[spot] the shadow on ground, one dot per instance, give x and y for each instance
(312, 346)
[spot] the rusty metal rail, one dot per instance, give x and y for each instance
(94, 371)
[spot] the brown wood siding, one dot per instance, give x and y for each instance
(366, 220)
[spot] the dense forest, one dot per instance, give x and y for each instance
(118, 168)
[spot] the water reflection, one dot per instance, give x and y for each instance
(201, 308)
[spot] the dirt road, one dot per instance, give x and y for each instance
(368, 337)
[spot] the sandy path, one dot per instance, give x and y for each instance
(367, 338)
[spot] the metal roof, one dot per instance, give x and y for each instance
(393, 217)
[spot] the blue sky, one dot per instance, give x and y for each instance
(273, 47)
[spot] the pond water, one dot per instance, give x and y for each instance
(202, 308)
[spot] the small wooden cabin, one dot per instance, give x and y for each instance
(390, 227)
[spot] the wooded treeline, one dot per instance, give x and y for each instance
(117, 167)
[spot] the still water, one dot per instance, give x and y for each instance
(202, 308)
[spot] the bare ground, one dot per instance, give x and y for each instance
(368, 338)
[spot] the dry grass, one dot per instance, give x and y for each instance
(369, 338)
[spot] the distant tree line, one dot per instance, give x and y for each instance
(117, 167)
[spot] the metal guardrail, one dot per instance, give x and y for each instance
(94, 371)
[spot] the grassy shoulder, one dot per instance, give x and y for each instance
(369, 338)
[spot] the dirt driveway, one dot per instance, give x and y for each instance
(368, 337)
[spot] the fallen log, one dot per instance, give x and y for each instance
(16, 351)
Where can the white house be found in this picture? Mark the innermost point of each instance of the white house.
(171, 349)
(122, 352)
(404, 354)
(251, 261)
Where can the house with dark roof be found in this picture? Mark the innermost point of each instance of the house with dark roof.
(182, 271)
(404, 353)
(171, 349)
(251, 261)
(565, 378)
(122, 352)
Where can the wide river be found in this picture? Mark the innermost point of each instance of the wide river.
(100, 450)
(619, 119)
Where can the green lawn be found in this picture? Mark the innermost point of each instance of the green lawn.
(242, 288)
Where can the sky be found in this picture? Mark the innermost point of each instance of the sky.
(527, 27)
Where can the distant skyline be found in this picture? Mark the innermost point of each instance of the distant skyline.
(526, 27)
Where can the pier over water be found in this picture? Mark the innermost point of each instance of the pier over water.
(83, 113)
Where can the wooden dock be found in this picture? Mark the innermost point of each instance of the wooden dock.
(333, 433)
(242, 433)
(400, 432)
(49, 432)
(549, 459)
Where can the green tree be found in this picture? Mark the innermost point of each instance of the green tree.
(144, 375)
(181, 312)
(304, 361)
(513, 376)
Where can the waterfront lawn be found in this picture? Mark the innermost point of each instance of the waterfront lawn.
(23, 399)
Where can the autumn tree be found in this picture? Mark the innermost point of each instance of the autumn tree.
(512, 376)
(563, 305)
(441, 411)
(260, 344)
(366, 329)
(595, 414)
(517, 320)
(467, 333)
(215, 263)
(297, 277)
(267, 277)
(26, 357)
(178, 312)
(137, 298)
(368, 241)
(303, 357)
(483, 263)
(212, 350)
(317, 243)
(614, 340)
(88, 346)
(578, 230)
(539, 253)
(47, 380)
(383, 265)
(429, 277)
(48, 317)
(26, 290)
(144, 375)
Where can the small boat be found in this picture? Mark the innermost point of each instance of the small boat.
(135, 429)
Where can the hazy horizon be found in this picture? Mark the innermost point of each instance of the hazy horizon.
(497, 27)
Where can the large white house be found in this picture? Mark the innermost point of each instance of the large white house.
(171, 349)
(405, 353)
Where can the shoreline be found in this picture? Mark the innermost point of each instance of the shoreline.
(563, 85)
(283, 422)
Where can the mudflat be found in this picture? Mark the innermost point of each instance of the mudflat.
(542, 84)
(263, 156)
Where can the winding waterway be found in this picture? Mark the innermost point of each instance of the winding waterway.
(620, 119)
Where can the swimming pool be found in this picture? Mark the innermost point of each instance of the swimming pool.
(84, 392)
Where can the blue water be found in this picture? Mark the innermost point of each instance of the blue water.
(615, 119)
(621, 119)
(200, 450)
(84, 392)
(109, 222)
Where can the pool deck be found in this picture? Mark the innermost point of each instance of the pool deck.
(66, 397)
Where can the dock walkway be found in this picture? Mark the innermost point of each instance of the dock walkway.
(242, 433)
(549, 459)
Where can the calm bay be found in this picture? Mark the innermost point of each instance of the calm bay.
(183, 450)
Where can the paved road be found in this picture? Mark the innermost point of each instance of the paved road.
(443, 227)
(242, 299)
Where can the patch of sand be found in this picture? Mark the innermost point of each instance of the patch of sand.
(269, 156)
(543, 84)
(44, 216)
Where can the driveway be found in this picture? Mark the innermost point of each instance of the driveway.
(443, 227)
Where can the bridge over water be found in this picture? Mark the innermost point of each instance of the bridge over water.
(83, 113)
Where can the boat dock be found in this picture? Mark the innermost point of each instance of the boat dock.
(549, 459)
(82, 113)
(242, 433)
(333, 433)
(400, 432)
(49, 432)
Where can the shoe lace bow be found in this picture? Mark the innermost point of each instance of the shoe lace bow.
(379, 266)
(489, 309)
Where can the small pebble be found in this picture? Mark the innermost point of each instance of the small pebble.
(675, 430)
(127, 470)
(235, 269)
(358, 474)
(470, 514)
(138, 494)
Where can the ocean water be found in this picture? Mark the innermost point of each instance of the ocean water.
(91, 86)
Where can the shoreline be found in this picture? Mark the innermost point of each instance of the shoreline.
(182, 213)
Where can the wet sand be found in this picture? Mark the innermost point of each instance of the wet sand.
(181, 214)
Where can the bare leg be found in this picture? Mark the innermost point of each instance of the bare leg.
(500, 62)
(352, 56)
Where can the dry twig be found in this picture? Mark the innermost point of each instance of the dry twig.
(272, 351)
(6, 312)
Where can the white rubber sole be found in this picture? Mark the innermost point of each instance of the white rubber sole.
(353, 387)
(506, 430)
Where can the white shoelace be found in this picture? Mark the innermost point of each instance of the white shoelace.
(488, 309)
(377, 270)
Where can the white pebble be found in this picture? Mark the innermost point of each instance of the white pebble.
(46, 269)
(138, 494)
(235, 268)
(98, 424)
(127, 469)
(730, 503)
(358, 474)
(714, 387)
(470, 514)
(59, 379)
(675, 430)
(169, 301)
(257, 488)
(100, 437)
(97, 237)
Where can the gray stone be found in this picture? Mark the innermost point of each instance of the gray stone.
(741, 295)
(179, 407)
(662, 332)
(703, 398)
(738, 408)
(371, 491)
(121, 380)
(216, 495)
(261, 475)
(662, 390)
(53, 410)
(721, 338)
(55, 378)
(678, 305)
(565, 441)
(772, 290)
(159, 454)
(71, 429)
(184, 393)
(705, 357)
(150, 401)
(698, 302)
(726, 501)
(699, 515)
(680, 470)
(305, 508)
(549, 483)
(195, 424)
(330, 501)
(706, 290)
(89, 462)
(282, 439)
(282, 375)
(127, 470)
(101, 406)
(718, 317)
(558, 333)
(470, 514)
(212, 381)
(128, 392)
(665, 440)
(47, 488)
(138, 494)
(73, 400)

> _Task directions_:
Exactly reproduce every line found in the records.

> _Result of the exercise_:
[spot] the shadow on ground, one dot per instance, give x and y for each instance
(312, 346)
[spot] the rusty metal rail, one dot per instance, give x and y for each instance
(94, 371)
[spot] the brown wood siding, one dot per instance, give x and y for each instance
(366, 220)
[spot] the dense forest, one dot per instance, give x and y for each instance
(118, 168)
[spot] the water reflection, one dot per instance, give x and y for each instance
(201, 308)
[spot] the dirt road, one dot per instance, give x and y for each instance
(368, 337)
[spot] the sandy path, one dot per instance, give x and y for each instance
(367, 338)
[spot] the metal roof, one dot per instance, give x and y for each instance
(393, 217)
[spot] the blue sky, one dot per instance, give x and y for each instance
(273, 47)
[spot] the pond water, one dot per instance, give x and y for each instance
(202, 308)
[spot] the small wooden cabin, one dot per instance, give x and y for each instance
(390, 227)
[spot] the wooded treeline, one dot per instance, give x and y for each instance
(117, 167)
[spot] the still water, one dot per instance, give x and y for each instance
(202, 308)
[spot] the bare ground, one dot per instance, give x and y for each instance
(368, 338)
[spot] the dry grass, one dot per instance, give x and y for each instance
(369, 338)
[spot] the distant tree line, one dot per instance, give x and y for each instance
(117, 167)
[spot] the metal guardrail, one dot per instance, give x and y for each instance
(94, 371)
[spot] the grassy shoulder, one dot per instance, give x and y for each instance
(369, 338)
[spot] the dirt driveway, one dot per instance, give x and y for each instance
(368, 337)
[spot] the fallen log, one dot per instance, give x and y for each instance
(16, 351)
Where can the white house be found in this picture? Mark the innermost point of each instance of the white house.
(171, 349)
(122, 352)
(404, 354)
(251, 261)
Where can the house with dark roof be found in this picture? Mark the innermost point of each instance of the house with dark roof.
(182, 271)
(404, 353)
(171, 349)
(251, 261)
(565, 378)
(122, 352)
Where can the wide river be found in this picture? Mark the innermost point of each instance of the wide river.
(100, 450)
(619, 119)
Where can the green lawn be found in this picture? Mark the innermost point of each instance of the green lawn.
(242, 288)
Where can the sky be found in this picture? Mark the innermost point of each instance of the sky.
(527, 27)
Where can the distant skyline be found in this picture? Mark the innermost point of each instance of the distant skyline.
(526, 27)
Where can the pier over water be found in this picture? Mark the innermost point of each instance of the pier over water.
(83, 113)
Where can the wooden dock be found in this picture? Mark the innermost point of each instance of the wooden dock.
(333, 433)
(242, 433)
(400, 432)
(49, 432)
(549, 459)
Where can the green tree be found in this picture? Mark the innermost point of each instance of the green tree.
(144, 375)
(181, 312)
(304, 361)
(513, 376)
Where can the waterfront lawn be found in this picture? Mark the innermost point of each instance of the waterfront lawn.
(23, 399)
Where can the autumn tree be found in this picture? Mark the innermost point of each instance of the autumn tree.
(512, 376)
(563, 305)
(441, 411)
(260, 344)
(366, 329)
(595, 414)
(517, 320)
(467, 333)
(215, 263)
(297, 277)
(267, 277)
(26, 357)
(178, 312)
(137, 298)
(368, 241)
(303, 357)
(483, 263)
(212, 350)
(317, 243)
(614, 340)
(88, 346)
(578, 230)
(539, 253)
(47, 380)
(383, 265)
(429, 277)
(48, 317)
(26, 290)
(144, 375)
Where can the small boat be found in this picture? Mark the innermost point of each instance of the small boat.
(135, 429)
Where can the hazy horizon be found in this picture? Mark the innermost point of each instance of the hazy horizon.
(497, 27)
Where can the large white house be found in this picture? Mark the innermost point of each instance of the large white house.
(171, 349)
(405, 353)
Where can the shoreline be found in this picture? Mark the innermost point of each instance of the shoreline.
(563, 85)
(283, 422)
Where can the mudflat be found in this picture? Mark the innermost point of each instance of the mudflat.
(542, 84)
(263, 156)
Where can the winding waterway be found in this picture? Mark the innermost point of each instance of the winding waterway.
(620, 119)
Where can the swimming pool be found in this picture? Mark the innermost point of each instance of the swimming pool.
(84, 392)
Where can the blue water be found in this picture? Mark the innermost point of each instance of the blue water.
(615, 119)
(621, 119)
(200, 450)
(84, 392)
(109, 222)
Where can the pool deck be found in this picture? Mark the innermost point of each instance of the pool deck.
(66, 397)
Where can the dock walkway be found in this picture? Mark the innermost point of each instance of the dock walkway.
(242, 433)
(549, 459)
Where can the calm bay be found in this picture? Mark the innermost point of each instance of the calm bay.
(183, 450)
Where can the paved road be found in this picture? Mark the innermost point of each instance of the paved road.
(443, 227)
(242, 299)
Where can the patch of sand be found in this picture? Mark the innermost point of each instance of the patch of sand.
(269, 156)
(543, 84)
(44, 216)
Where can the driveway be found in this picture? Mark the innermost point of each instance of the driveway.
(443, 227)
Where can the bridge over water be found in this picture? Mark the innermost point of each instance of the bridge over water.
(83, 113)
Where can the boat dock be found in this picture? Mark the innermost point of each instance of the boat dock.
(549, 459)
(82, 113)
(242, 433)
(333, 433)
(400, 432)
(49, 432)
Where can the shoe lace bow be found in this picture? Mark the innermost point of each instance of the shoe lace bow.
(379, 266)
(489, 309)
Where can the small pebble be found in this picture? Mark the innermost point of each instance of the small pebble.
(675, 430)
(127, 470)
(235, 269)
(358, 474)
(470, 514)
(138, 494)
Where can the ocean water be found in this picture? Mark the innermost point of each instance of the ocean water.
(91, 86)
Where can the shoreline be found in this picture? Mark the innermost point of each instance of the shoreline.
(182, 213)
Where can the wet sand be found in this picture? Mark the innermost point of each instance of the wet sand.
(181, 214)
Where can the bare leg be found in this picture? Mark the innermost point of each instance of the bare leg.
(500, 62)
(352, 56)
Where can the dry twig be found in this picture? Mark the innermost point of each instance of the dry twig.
(272, 351)
(6, 312)
Where can the white rubber sole be found in this picture? Mark the innermost point of each instance of the white rubber sole.
(353, 387)
(506, 430)
Where can the white shoelace be found in this picture? Mark the innermost point of each instance of the white shoelace.
(488, 309)
(377, 270)
Where can the white pebble be found in this picture? Mark the innermost point of each instance of the white pebble.
(46, 269)
(138, 494)
(235, 268)
(98, 424)
(127, 469)
(730, 503)
(358, 474)
(714, 387)
(470, 514)
(59, 379)
(675, 430)
(169, 301)
(257, 488)
(100, 437)
(97, 237)
Where can the gray stone be found in this picture? Mark the innermost point of each instance of the gray stone.
(741, 295)
(179, 407)
(662, 332)
(703, 398)
(738, 408)
(371, 491)
(121, 380)
(216, 495)
(261, 475)
(662, 390)
(53, 410)
(721, 338)
(55, 378)
(678, 305)
(565, 441)
(772, 290)
(159, 454)
(71, 429)
(184, 393)
(705, 357)
(150, 401)
(698, 302)
(726, 501)
(699, 515)
(680, 470)
(305, 508)
(549, 483)
(195, 424)
(330, 501)
(706, 290)
(89, 462)
(282, 439)
(282, 375)
(127, 470)
(101, 406)
(718, 317)
(558, 333)
(470, 514)
(212, 381)
(128, 392)
(665, 440)
(47, 488)
(138, 494)
(73, 400)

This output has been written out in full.